STORED ROWS =>
— start —

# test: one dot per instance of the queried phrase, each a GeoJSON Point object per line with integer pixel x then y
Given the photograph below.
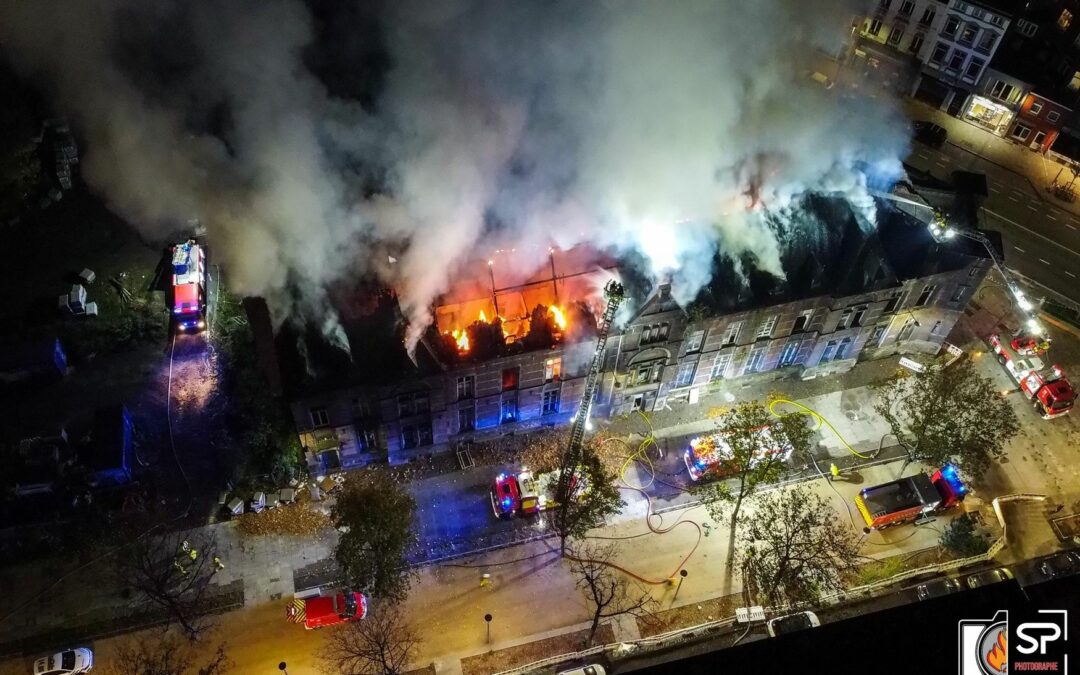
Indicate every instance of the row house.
{"type": "Point", "coordinates": [891, 291]}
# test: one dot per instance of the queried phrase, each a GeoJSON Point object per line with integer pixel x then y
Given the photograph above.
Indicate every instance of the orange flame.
{"type": "Point", "coordinates": [558, 316]}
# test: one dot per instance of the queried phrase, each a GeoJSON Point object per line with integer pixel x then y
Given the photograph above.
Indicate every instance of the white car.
{"type": "Point", "coordinates": [792, 623]}
{"type": "Point", "coordinates": [78, 660]}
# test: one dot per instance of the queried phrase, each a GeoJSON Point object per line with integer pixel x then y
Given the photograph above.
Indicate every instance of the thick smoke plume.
{"type": "Point", "coordinates": [669, 129]}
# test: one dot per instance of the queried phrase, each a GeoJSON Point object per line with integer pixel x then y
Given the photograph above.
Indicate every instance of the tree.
{"type": "Point", "coordinates": [594, 498]}
{"type": "Point", "coordinates": [375, 516]}
{"type": "Point", "coordinates": [162, 571]}
{"type": "Point", "coordinates": [948, 414]}
{"type": "Point", "coordinates": [961, 537]}
{"type": "Point", "coordinates": [165, 653]}
{"type": "Point", "coordinates": [794, 547]}
{"type": "Point", "coordinates": [383, 644]}
{"type": "Point", "coordinates": [608, 592]}
{"type": "Point", "coordinates": [751, 459]}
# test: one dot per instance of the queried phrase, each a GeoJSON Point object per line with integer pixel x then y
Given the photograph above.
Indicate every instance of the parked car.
{"type": "Point", "coordinates": [937, 588]}
{"type": "Point", "coordinates": [930, 134]}
{"type": "Point", "coordinates": [792, 623]}
{"type": "Point", "coordinates": [67, 662]}
{"type": "Point", "coordinates": [1061, 565]}
{"type": "Point", "coordinates": [988, 577]}
{"type": "Point", "coordinates": [595, 669]}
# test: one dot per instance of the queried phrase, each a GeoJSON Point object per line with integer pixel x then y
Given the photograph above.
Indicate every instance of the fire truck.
{"type": "Point", "coordinates": [1050, 392]}
{"type": "Point", "coordinates": [323, 610]}
{"type": "Point", "coordinates": [710, 457]}
{"type": "Point", "coordinates": [189, 286]}
{"type": "Point", "coordinates": [905, 500]}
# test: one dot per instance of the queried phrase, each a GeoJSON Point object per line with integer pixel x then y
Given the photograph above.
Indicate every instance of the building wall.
{"type": "Point", "coordinates": [660, 356]}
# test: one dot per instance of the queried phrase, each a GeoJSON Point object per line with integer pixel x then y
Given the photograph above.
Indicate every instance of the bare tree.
{"type": "Point", "coordinates": [608, 591]}
{"type": "Point", "coordinates": [794, 547]}
{"type": "Point", "coordinates": [164, 574]}
{"type": "Point", "coordinates": [166, 653]}
{"type": "Point", "coordinates": [383, 644]}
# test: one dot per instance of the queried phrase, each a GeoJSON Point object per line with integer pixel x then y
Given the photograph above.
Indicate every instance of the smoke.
{"type": "Point", "coordinates": [669, 131]}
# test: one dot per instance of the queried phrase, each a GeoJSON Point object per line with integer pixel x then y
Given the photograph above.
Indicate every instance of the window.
{"type": "Point", "coordinates": [552, 369]}
{"type": "Point", "coordinates": [510, 378]}
{"type": "Point", "coordinates": [974, 68]}
{"type": "Point", "coordinates": [907, 329]}
{"type": "Point", "coordinates": [320, 418]}
{"type": "Point", "coordinates": [765, 329]}
{"type": "Point", "coordinates": [841, 349]}
{"type": "Point", "coordinates": [732, 335]}
{"type": "Point", "coordinates": [827, 354]}
{"type": "Point", "coordinates": [685, 375]}
{"type": "Point", "coordinates": [755, 362]}
{"type": "Point", "coordinates": [467, 418]}
{"type": "Point", "coordinates": [876, 336]}
{"type": "Point", "coordinates": [1001, 91]}
{"type": "Point", "coordinates": [941, 50]}
{"type": "Point", "coordinates": [550, 402]}
{"type": "Point", "coordinates": [801, 321]}
{"type": "Point", "coordinates": [719, 366]}
{"type": "Point", "coordinates": [509, 409]}
{"type": "Point", "coordinates": [693, 342]}
{"type": "Point", "coordinates": [845, 320]}
{"type": "Point", "coordinates": [412, 404]}
{"type": "Point", "coordinates": [790, 352]}
{"type": "Point", "coordinates": [987, 41]}
{"type": "Point", "coordinates": [467, 387]}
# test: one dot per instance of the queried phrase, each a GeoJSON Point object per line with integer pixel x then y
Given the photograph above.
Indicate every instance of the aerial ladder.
{"type": "Point", "coordinates": [1036, 340]}
{"type": "Point", "coordinates": [615, 294]}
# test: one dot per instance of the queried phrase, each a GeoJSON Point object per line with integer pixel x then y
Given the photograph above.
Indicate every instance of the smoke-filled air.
{"type": "Point", "coordinates": [324, 142]}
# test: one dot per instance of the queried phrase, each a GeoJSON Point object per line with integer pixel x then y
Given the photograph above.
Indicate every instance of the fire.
{"type": "Point", "coordinates": [558, 316]}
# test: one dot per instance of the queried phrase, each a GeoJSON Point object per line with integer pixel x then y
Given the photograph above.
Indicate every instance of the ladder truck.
{"type": "Point", "coordinates": [615, 294]}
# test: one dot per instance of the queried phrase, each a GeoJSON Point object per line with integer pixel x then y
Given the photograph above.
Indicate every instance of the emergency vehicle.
{"type": "Point", "coordinates": [1050, 392]}
{"type": "Point", "coordinates": [906, 499]}
{"type": "Point", "coordinates": [323, 610]}
{"type": "Point", "coordinates": [710, 457]}
{"type": "Point", "coordinates": [189, 286]}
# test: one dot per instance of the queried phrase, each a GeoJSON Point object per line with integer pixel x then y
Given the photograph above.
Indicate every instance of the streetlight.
{"type": "Point", "coordinates": [682, 576]}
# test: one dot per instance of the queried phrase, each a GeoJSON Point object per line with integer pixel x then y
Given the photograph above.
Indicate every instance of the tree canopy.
{"type": "Point", "coordinates": [948, 414]}
{"type": "Point", "coordinates": [376, 517]}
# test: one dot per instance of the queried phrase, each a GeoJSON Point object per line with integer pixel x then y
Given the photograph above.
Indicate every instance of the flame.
{"type": "Point", "coordinates": [558, 316]}
{"type": "Point", "coordinates": [997, 658]}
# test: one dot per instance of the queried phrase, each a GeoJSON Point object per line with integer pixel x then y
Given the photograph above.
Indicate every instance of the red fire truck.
{"type": "Point", "coordinates": [323, 610]}
{"type": "Point", "coordinates": [1049, 390]}
{"type": "Point", "coordinates": [189, 286]}
{"type": "Point", "coordinates": [904, 500]}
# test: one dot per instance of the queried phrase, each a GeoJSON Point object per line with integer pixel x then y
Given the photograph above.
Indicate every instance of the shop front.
{"type": "Point", "coordinates": [989, 115]}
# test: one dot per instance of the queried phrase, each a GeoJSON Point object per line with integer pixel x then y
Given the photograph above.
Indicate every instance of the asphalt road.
{"type": "Point", "coordinates": [1041, 240]}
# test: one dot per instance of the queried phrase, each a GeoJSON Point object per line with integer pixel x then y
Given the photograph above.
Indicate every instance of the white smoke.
{"type": "Point", "coordinates": [669, 129]}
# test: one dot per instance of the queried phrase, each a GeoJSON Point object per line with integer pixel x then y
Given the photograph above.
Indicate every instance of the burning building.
{"type": "Point", "coordinates": [849, 295]}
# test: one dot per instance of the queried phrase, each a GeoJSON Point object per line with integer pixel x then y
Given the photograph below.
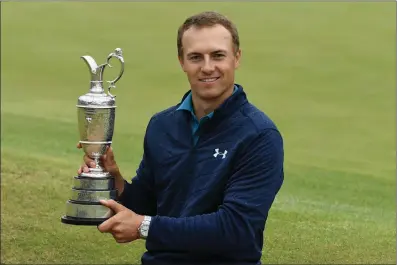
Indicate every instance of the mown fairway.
{"type": "Point", "coordinates": [325, 72]}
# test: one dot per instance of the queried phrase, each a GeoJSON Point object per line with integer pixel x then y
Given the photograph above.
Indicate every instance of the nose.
{"type": "Point", "coordinates": [208, 66]}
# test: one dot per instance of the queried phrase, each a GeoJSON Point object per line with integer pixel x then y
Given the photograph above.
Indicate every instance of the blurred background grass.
{"type": "Point", "coordinates": [324, 72]}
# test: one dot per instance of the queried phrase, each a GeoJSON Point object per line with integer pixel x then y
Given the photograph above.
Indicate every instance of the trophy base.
{"type": "Point", "coordinates": [82, 221]}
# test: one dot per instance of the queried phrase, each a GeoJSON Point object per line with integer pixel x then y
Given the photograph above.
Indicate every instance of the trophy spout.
{"type": "Point", "coordinates": [93, 66]}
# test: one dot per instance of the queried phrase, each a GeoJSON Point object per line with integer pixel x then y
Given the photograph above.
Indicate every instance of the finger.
{"type": "Point", "coordinates": [113, 205]}
{"type": "Point", "coordinates": [107, 226]}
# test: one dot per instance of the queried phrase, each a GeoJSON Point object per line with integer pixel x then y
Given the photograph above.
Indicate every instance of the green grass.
{"type": "Point", "coordinates": [325, 72]}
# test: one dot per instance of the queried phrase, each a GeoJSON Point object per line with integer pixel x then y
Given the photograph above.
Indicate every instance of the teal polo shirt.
{"type": "Point", "coordinates": [187, 104]}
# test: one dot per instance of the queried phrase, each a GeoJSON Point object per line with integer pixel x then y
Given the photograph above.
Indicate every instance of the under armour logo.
{"type": "Point", "coordinates": [219, 153]}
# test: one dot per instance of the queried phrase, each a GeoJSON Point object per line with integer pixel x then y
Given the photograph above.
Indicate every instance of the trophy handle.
{"type": "Point", "coordinates": [119, 55]}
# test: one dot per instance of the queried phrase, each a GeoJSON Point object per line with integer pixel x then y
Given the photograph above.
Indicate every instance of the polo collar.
{"type": "Point", "coordinates": [186, 102]}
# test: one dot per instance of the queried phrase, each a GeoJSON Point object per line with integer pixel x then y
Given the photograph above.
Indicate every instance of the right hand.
{"type": "Point", "coordinates": [107, 161]}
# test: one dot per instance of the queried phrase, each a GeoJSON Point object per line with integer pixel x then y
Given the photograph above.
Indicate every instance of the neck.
{"type": "Point", "coordinates": [203, 107]}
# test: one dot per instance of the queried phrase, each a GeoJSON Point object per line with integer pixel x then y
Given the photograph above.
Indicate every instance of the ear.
{"type": "Point", "coordinates": [238, 57]}
{"type": "Point", "coordinates": [180, 58]}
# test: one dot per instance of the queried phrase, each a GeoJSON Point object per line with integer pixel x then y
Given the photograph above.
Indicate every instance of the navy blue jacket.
{"type": "Point", "coordinates": [209, 200]}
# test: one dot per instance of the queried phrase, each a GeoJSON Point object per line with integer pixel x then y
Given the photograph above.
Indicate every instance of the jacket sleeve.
{"type": "Point", "coordinates": [249, 194]}
{"type": "Point", "coordinates": [139, 195]}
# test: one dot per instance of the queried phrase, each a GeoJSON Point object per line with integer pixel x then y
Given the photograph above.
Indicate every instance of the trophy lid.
{"type": "Point", "coordinates": [96, 97]}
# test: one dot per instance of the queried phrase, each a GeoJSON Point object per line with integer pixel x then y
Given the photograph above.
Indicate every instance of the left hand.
{"type": "Point", "coordinates": [123, 225]}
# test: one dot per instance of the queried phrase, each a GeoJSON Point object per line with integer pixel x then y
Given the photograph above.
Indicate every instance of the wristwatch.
{"type": "Point", "coordinates": [144, 227]}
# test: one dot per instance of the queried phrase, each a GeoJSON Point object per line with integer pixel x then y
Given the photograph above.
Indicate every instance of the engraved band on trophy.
{"type": "Point", "coordinates": [96, 119]}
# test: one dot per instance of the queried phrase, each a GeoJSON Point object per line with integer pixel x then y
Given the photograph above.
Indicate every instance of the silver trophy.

— end —

EXERCISE DIRECTIONS =>
Please gather each line from the entries above that contains the string "flame" and copy those lines out in full. Treat uppercase and lowercase as different.

ANSWER BELOW =>
Indicate every instance of the orange flame.
Indicate every instance of the flame.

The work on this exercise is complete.